> **Task description**
Rewrite every line of the listing below as a numbered list, leaving out any blank lines.
--- BEGIN ---
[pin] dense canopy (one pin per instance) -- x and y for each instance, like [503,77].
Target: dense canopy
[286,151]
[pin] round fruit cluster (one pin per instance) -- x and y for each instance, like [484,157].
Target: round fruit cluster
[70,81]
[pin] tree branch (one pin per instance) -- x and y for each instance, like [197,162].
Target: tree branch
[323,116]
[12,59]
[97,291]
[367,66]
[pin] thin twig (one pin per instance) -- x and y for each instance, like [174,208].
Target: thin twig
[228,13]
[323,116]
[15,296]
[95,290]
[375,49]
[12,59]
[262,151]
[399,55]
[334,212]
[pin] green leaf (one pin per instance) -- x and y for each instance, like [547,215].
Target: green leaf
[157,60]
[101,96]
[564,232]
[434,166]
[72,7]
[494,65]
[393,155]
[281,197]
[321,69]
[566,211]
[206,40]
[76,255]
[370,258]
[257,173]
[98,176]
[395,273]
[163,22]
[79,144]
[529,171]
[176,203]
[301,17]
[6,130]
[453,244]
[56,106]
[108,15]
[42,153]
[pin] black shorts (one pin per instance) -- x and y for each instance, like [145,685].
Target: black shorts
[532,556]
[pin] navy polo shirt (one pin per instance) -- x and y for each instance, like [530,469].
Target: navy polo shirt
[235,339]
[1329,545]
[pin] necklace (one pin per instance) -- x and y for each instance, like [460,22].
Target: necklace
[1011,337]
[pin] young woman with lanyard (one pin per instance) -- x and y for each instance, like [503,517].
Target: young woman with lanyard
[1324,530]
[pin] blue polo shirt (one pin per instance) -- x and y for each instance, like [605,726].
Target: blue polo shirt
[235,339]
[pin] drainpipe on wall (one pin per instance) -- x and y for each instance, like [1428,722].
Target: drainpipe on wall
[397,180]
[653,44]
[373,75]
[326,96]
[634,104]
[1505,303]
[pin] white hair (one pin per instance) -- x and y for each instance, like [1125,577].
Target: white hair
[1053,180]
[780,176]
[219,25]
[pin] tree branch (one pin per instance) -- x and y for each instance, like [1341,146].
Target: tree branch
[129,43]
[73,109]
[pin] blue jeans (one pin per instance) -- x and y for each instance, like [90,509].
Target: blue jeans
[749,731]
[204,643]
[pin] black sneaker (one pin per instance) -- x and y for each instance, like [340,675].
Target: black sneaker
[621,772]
--- END ---
> **Written answer**
1. [pin] dense canopy (one pin per instance) -- x and y for each instance, like [503,77].
2. Target: dense canopy
3. [286,151]
4. [pin] round fruit cluster (one pin per instance) -- x and y for each instance, like [484,157].
5. Target: round fruit cluster
6. [70,81]
7. [pin] tree branch (one pin per instance) -- x and y for each instance, like [197,162].
8. Target: tree branch
9. [323,116]
10. [12,59]
11. [97,291]
12. [367,66]
13. [pin] thin twig (one pin per instance) -- x and y for each instance, like [174,208].
14. Target: thin twig
15. [228,13]
16. [323,116]
17. [15,296]
18. [95,290]
19. [375,49]
20. [12,59]
21. [262,151]
22. [399,55]
23. [334,212]
24. [pin] green leaf (one pin per instance) -- x and y for each instance, like [547,215].
25. Target: green leaf
26. [157,60]
27. [101,96]
28. [564,232]
29. [434,166]
30. [72,7]
31. [494,65]
32. [393,155]
33. [281,197]
34. [321,69]
35. [566,211]
36. [206,40]
37. [76,255]
38. [370,258]
39. [257,173]
40. [98,176]
41. [395,273]
42. [163,22]
43. [79,144]
44. [529,171]
45. [176,203]
46. [301,17]
47. [6,130]
48. [453,244]
49. [56,106]
50. [108,15]
51. [42,153]
52. [pin] black shorts (one pin per instance) -- x and y for each instance, like [145,685].
53. Target: black shorts
54. [532,556]
55. [pin] navy polo shirt (one pin per instance) -- x and y for each instance, like [530,469].
56. Target: navy polo shirt
57. [235,339]
58. [1329,545]
59. [pin] necklace (one pin per instance) -- x and y for each instance, like [460,22].
60. Target: necklace
61. [1011,337]
62. [pin] young woman with lanyard (one pin per instance) -- x and y for each instance, like [503,517].
63. Target: young woman with lanyard
64. [1324,530]
65. [pin] blue polo shirt (one pin per instance) -- x and y for each instance, like [605,726].
66. Target: blue polo shirt
67. [235,339]
68. [pin] drainpipe on wall (one pin per instance) -- x and y for each instance, like [1428,722].
69. Target: drainpipe on wall
70. [397,180]
71. [653,44]
72. [373,75]
73. [326,96]
74. [634,104]
75. [1505,303]
76. [pin] white hair (one pin per instance) -- x and y for each instance, like [1125,577].
77. Target: white hair
78. [1053,180]
79. [780,176]
80. [219,25]
81. [pin] tree branch (one pin per instance) -- x and y for each instance, like [1341,146].
82. Target: tree branch
83. [129,43]
84. [73,109]
85. [pin] blue jeans (one pin per instance) -- x and y for each instance, like [90,509].
86. Target: blue jeans
87. [749,731]
88. [204,643]
89. [pin] black sneaker (one pin per instance) -- x and y for each instance, like [340,675].
90. Target: black sneaker
91. [621,772]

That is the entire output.